→ EXERCISE BRIEF
Return, character for character, the lines from the one bearing "Question. For each instance of the brown" through the end of the material. Omit everything before that line.
============================================================
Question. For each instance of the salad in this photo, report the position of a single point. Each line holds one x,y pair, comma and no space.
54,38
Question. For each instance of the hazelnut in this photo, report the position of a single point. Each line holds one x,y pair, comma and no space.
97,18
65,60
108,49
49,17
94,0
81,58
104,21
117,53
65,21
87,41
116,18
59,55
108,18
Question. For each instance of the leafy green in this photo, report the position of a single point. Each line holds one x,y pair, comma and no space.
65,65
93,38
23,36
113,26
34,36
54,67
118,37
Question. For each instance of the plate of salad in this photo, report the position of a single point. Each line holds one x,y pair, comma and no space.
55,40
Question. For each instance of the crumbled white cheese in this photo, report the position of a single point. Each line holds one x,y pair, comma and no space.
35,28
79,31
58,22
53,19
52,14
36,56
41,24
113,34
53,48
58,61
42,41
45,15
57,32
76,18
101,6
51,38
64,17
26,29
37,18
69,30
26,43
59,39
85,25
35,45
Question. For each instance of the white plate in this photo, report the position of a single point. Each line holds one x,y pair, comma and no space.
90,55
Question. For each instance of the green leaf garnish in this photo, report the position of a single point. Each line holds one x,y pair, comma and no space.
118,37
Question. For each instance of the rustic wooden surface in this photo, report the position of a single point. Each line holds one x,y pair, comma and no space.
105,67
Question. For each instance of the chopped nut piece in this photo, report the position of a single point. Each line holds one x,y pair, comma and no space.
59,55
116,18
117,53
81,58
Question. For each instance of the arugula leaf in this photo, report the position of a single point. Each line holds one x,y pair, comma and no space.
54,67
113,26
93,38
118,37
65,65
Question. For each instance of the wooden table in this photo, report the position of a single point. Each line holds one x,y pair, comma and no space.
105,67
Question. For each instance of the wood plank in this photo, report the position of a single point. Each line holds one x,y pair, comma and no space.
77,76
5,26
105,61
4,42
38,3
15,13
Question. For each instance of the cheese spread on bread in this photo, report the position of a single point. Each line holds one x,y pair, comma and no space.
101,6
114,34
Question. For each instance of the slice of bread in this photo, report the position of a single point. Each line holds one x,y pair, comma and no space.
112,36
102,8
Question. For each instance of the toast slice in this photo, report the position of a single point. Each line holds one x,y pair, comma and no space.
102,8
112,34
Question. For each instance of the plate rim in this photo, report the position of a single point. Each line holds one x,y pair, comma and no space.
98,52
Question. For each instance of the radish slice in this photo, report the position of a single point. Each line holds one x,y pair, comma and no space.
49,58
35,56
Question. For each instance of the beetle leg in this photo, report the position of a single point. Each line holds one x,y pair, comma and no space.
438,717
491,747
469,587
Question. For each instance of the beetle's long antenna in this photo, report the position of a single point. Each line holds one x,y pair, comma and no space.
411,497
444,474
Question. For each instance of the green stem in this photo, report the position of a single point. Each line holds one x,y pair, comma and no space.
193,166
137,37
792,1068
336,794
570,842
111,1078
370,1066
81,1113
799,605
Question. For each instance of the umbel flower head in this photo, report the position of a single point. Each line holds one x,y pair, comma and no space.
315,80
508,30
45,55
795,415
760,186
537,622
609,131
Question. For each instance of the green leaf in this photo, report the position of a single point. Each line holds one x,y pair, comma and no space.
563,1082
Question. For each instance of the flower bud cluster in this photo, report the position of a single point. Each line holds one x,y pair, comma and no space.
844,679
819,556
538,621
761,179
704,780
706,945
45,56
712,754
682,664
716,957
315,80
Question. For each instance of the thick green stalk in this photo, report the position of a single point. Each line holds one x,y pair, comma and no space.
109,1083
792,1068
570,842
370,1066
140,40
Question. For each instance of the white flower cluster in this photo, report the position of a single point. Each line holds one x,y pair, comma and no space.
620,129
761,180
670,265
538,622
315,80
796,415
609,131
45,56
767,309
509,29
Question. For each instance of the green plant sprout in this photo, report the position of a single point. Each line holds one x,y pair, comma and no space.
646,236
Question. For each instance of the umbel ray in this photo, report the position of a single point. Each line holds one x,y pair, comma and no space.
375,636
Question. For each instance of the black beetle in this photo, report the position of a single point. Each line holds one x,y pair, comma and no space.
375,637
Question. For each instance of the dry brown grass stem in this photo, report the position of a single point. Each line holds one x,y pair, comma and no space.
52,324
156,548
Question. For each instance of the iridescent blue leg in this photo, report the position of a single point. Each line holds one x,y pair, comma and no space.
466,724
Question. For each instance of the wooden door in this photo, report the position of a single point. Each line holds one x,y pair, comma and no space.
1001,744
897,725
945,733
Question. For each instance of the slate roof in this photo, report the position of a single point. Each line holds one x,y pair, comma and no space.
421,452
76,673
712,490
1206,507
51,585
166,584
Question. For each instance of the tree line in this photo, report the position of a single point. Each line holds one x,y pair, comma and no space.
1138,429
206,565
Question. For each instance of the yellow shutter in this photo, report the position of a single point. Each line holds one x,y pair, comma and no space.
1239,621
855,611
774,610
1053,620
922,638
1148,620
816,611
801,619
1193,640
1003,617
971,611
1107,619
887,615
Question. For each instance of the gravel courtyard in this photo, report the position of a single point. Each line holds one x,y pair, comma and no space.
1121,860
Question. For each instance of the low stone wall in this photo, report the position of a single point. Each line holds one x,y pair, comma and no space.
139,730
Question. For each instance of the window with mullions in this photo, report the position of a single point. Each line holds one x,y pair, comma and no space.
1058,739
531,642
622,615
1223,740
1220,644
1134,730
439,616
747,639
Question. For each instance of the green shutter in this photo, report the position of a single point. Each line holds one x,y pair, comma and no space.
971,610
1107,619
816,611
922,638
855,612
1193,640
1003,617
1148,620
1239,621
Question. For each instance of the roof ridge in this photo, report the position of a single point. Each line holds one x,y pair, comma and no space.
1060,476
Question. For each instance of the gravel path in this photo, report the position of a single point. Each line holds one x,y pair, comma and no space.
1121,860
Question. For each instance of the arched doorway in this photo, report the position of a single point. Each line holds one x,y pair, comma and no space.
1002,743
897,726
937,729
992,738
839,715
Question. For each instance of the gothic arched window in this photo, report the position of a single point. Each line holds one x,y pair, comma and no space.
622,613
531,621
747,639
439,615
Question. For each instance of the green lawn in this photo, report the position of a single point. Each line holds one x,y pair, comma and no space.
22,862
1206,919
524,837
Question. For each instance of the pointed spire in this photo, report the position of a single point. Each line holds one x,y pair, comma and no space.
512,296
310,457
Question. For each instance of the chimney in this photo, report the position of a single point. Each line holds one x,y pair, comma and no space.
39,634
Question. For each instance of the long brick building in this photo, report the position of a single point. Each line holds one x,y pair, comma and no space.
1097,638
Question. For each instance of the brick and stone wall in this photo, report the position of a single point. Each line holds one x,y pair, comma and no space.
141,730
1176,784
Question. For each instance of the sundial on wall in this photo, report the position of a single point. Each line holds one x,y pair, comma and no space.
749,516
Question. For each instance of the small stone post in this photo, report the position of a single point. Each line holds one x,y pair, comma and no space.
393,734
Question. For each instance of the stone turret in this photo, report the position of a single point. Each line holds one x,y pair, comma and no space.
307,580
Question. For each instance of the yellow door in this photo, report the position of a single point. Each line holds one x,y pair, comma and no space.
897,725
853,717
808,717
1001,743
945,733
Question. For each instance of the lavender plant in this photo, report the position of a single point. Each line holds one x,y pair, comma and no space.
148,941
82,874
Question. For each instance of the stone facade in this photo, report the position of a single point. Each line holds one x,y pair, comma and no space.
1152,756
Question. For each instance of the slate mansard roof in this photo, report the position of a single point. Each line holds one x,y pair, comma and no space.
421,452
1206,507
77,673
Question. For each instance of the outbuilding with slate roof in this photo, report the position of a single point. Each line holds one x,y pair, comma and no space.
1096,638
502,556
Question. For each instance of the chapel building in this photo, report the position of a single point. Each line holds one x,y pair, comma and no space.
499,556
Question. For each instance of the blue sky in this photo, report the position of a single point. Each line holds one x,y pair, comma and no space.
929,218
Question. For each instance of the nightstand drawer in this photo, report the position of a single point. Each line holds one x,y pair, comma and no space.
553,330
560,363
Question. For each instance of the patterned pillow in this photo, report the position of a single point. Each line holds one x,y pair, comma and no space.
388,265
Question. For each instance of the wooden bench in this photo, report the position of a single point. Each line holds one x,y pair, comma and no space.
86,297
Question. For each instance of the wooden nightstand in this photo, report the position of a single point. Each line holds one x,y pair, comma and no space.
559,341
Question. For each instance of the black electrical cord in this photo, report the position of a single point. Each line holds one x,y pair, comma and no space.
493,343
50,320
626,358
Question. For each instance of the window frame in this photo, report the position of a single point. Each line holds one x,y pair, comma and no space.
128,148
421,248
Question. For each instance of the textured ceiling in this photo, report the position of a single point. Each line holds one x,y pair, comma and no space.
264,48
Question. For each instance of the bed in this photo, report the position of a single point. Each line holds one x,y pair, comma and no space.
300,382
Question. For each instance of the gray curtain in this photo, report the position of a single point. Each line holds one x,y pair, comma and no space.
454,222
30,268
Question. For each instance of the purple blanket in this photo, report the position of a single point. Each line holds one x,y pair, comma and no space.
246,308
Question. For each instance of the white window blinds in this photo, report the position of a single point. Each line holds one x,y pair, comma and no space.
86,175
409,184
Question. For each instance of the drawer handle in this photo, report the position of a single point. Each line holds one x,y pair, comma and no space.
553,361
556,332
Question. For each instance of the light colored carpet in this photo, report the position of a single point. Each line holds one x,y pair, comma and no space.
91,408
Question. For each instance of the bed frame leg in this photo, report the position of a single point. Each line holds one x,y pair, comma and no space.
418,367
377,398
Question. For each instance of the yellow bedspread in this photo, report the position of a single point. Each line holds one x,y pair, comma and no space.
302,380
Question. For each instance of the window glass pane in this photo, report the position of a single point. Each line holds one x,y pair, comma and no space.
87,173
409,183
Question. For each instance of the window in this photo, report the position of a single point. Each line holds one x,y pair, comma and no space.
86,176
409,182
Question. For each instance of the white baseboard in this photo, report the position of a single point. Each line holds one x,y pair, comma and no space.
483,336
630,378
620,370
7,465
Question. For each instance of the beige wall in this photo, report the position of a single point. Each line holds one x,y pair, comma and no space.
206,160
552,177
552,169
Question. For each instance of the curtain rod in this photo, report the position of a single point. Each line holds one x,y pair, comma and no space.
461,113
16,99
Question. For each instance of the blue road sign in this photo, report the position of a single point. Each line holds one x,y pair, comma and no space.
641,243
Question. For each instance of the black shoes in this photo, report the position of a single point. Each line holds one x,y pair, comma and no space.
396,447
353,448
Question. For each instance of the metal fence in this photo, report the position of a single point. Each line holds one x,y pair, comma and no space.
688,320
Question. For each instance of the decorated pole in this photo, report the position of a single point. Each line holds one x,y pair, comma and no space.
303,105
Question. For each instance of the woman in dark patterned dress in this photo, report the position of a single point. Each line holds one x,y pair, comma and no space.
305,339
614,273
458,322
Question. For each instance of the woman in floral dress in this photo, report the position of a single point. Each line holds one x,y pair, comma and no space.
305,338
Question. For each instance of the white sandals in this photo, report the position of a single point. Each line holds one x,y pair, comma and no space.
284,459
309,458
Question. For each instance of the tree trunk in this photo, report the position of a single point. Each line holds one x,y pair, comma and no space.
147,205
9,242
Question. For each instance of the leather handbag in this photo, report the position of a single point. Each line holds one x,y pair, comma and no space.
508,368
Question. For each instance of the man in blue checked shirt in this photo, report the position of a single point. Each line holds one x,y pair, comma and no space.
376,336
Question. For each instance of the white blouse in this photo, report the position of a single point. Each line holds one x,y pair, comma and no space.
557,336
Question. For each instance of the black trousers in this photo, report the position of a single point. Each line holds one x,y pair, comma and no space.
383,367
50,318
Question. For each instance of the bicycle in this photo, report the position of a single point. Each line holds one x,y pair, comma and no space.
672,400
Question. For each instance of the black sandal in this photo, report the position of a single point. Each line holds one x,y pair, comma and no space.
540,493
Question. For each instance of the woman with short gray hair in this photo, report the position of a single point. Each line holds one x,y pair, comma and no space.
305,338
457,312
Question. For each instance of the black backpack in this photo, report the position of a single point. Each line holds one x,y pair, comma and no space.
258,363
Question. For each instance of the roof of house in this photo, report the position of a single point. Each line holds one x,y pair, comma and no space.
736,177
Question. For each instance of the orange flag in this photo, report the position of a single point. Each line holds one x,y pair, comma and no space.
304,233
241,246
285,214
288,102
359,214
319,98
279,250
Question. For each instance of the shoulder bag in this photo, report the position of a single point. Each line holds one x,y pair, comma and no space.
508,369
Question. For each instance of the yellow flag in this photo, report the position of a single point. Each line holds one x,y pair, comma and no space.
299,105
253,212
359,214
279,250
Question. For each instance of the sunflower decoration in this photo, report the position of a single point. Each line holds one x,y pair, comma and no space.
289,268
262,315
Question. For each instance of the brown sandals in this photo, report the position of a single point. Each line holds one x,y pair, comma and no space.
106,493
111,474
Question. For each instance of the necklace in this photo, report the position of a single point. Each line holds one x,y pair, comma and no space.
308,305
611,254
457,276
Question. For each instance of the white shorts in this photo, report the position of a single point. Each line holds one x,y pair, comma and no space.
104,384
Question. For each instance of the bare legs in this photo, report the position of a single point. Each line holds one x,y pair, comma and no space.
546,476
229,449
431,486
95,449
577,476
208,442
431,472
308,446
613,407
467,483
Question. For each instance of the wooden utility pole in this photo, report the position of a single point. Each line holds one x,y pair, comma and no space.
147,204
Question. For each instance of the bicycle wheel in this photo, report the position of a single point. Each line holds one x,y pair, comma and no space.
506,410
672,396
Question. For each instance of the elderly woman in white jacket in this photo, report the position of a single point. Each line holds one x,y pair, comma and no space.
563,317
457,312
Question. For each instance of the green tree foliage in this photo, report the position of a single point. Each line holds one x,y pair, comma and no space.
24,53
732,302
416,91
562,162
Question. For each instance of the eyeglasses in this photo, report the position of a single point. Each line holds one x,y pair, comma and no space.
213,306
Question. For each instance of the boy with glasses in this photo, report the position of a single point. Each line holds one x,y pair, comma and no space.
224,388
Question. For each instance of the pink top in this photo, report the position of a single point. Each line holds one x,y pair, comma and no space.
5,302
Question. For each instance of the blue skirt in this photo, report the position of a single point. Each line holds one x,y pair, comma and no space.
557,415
============================================================
→ WRITTEN ANSWER
Question. For each instance of the brown sandals in this photo, report the position of a single point. Each line holds one x,y pair, comma and no space.
106,493
111,474
Question. For each instance of the necklace in this photo, report the position of a single point. Each line holds one x,y pair, comma and no space.
308,305
611,254
457,276
Question. For each instance of the white shorts in this photo, report the position of a single point. Each line holds one x,y pair, comma and no space.
104,384
Question. For each instance of the bare legs in this photo, report the position of a single point. Each line holds one x,y pair, comma and no space.
546,476
229,449
431,486
95,449
577,476
208,442
431,472
308,446
613,407
467,483
Question. For each instance of the wooden utility pole in this photo, report the position of a single point. Each line holds one x,y pair, comma and no space.
147,204
Question. For each instance of the bicycle wheel in this photo, report the position of a single point. Each line holds one x,y pair, comma and no space.
506,410
672,396
Question. For each instance of the elderly woman in white jacket in this photo, report the position of a single point. Each line holds one x,y pair, comma and no space.
563,317
457,312
Question. For each instance of the green tree foliage in this photo, report the position of a single point. Each line holds one x,y pair, comma and no space.
24,53
732,302
416,91
562,162
Question. For each instance of the eyeglasses in this photo, report the position of a single point. Each line holds one x,y pair, comma and no space.
213,306
Question. For each instance of the boy with glasses in this photo, report the position of a single point. Each line holds one x,y pair, comma and no space.
224,388
Question. For each instance of the pink top in this photo, report the position of a single point. Each line holds one x,y pair, comma and no space.
5,302
Question. For each instance of the blue skirt in this photo, report the position of a single point. Each line holds one x,y pair, comma and no space.
557,415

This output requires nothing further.